* [Task goal] Duplicate the lines from the line with "Please drop a marker on every instance of the power" up to and including the line with "<point>138,218</point>", keeping every character unchanged.

========

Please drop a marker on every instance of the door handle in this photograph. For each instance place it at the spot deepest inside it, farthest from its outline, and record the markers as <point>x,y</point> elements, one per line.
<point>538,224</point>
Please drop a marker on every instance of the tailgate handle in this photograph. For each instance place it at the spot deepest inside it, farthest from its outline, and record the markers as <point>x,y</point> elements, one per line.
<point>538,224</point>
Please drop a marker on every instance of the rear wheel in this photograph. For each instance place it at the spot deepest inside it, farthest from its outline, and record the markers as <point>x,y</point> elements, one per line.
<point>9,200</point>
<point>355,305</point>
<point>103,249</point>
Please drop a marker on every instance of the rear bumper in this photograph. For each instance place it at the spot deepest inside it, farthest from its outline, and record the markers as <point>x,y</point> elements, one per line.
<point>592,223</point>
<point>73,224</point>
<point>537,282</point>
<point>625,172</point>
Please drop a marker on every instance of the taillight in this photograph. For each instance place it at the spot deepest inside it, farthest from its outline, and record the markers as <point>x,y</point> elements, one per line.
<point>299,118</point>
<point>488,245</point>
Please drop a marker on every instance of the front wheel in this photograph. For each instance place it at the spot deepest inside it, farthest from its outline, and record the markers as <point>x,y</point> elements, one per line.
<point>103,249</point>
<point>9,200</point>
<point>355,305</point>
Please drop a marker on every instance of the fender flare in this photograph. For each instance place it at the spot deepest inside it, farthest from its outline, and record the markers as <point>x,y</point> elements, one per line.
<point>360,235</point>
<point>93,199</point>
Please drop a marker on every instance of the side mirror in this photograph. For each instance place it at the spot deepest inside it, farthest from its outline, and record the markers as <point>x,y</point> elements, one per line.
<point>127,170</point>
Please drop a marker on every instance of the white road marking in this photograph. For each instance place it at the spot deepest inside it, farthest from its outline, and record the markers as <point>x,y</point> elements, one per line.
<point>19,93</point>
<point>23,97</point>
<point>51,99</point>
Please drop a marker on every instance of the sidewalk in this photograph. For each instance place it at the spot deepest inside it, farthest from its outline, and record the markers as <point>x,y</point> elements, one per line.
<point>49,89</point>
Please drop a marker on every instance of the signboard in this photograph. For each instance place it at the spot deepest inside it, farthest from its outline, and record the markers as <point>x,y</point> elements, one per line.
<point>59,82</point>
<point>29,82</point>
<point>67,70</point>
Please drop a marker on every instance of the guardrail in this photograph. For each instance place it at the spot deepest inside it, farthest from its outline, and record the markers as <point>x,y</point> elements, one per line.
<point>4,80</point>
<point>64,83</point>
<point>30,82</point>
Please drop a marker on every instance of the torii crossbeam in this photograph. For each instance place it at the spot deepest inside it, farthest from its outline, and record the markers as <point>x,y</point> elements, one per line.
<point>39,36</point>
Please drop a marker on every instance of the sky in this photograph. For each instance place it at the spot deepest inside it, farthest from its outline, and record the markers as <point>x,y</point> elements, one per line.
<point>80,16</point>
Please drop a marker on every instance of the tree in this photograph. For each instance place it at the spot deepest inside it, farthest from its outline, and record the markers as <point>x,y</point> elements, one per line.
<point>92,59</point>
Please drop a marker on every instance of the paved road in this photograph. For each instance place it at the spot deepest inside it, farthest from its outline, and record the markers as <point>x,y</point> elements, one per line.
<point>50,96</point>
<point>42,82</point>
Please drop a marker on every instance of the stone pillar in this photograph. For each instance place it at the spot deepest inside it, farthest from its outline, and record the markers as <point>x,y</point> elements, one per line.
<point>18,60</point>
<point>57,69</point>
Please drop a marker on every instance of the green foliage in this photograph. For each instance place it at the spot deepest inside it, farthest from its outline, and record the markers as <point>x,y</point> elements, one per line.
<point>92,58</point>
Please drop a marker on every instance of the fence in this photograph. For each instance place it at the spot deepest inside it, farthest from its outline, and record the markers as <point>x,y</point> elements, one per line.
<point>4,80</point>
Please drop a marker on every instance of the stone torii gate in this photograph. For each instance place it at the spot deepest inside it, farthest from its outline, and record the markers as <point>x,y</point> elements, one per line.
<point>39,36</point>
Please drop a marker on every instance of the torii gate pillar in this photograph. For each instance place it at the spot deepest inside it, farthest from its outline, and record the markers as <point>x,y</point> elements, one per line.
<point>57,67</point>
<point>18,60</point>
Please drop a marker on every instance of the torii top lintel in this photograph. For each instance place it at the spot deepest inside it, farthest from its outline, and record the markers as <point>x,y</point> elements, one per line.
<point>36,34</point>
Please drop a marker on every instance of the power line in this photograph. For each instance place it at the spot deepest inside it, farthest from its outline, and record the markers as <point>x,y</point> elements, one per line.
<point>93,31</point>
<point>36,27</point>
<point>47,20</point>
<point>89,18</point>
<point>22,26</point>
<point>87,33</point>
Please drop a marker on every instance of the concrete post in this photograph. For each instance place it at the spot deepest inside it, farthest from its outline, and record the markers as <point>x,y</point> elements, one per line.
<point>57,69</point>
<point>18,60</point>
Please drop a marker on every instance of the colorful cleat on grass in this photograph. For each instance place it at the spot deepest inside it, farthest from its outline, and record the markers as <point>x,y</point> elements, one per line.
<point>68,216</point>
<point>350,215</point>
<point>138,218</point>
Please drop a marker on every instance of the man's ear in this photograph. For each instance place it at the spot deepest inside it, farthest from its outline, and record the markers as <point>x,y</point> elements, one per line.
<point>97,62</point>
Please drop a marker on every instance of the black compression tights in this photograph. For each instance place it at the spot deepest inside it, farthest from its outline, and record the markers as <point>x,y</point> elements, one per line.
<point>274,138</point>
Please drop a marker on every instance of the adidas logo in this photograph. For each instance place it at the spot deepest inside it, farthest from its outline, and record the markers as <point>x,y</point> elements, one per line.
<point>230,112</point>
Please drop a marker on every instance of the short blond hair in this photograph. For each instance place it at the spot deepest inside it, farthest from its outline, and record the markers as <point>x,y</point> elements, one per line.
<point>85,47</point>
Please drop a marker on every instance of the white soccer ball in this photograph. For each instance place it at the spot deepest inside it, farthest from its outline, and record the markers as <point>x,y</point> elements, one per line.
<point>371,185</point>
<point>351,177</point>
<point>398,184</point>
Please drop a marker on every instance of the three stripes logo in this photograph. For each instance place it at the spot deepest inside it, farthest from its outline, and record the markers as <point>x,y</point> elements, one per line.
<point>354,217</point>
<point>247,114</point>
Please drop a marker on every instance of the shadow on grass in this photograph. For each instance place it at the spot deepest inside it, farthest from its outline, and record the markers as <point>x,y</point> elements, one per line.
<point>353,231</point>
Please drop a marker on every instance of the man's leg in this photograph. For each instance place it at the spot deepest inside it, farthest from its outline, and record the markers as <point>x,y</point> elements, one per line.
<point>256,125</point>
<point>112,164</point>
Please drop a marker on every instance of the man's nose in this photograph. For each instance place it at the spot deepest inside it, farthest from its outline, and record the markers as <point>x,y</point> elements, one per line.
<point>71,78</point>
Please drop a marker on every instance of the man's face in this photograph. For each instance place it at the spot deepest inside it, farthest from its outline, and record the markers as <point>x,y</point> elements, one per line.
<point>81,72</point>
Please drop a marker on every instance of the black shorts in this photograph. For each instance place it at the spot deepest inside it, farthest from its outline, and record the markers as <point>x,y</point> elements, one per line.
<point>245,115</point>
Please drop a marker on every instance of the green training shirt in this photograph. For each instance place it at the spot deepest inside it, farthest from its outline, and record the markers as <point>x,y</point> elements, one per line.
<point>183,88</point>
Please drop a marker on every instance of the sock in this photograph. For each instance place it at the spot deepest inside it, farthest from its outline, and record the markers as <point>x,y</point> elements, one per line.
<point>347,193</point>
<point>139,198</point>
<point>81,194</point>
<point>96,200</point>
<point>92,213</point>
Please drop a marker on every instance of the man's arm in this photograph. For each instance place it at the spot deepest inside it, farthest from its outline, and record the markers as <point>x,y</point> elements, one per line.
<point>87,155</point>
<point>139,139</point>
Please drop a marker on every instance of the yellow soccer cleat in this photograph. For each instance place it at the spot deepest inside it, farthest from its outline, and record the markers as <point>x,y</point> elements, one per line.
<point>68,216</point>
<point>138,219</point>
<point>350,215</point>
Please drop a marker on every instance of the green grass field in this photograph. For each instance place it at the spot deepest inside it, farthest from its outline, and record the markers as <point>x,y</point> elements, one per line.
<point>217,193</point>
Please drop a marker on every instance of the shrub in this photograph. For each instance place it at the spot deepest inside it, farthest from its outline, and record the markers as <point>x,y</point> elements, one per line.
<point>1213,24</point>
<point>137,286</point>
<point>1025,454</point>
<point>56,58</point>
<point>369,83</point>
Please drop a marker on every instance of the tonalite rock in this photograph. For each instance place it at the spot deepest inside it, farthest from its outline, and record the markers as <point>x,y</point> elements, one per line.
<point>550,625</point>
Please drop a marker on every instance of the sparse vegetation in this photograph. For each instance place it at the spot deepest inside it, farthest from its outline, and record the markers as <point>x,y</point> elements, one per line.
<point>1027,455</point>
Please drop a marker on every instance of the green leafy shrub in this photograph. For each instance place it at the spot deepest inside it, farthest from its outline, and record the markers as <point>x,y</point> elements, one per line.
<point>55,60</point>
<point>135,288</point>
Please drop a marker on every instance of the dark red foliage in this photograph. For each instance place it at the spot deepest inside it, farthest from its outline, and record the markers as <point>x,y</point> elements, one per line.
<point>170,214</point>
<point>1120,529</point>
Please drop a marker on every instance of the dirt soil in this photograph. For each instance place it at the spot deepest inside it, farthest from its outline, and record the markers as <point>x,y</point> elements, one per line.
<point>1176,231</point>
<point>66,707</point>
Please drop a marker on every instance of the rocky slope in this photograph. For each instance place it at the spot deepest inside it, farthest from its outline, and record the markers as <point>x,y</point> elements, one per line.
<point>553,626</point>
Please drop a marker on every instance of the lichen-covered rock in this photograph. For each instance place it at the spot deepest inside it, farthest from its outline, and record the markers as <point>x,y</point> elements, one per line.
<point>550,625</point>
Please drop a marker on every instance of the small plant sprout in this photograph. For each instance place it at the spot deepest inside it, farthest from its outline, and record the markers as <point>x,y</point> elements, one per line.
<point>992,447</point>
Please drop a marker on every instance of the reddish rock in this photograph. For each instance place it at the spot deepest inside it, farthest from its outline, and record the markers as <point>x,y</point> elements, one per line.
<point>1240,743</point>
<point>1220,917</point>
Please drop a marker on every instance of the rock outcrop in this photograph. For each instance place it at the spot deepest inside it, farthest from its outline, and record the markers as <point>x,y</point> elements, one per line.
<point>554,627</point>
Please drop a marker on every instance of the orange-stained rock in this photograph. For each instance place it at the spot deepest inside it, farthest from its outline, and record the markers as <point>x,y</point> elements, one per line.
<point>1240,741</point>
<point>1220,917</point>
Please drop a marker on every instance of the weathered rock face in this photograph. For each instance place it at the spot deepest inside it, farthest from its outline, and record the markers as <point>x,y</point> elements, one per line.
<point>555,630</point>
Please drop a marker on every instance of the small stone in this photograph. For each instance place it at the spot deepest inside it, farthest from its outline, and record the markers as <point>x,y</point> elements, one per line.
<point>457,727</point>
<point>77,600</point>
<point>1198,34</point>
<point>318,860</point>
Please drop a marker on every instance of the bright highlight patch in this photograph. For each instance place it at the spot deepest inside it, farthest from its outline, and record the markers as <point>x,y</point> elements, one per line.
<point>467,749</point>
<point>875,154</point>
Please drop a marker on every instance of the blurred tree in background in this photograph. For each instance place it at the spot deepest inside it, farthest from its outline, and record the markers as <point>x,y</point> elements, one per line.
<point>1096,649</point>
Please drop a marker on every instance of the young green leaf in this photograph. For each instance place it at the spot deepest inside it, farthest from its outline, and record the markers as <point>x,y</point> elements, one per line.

========

* [Output below]
Please drop a marker on every instance of the power line in this photograph. For each instance place it at the spot deepest inside it, farthest from its outline, and record the markers as <point>x,y</point> elements, one per line.
<point>93,31</point>
<point>36,27</point>
<point>47,20</point>
<point>89,18</point>
<point>22,26</point>
<point>87,33</point>
Please drop a marker on every instance of the concrete post in this photograph. For each instance place it at the spot deepest inside it, farthest from its outline, and record the markers as <point>x,y</point> elements, one per line.
<point>57,69</point>
<point>18,60</point>
Please drop a marker on every instance of the colorful cleat on grass in this photograph. For each instance place it at the spot deepest inside it, farthest from its outline, and record the markers as <point>x,y</point> elements, one per line.
<point>68,216</point>
<point>350,215</point>
<point>138,218</point>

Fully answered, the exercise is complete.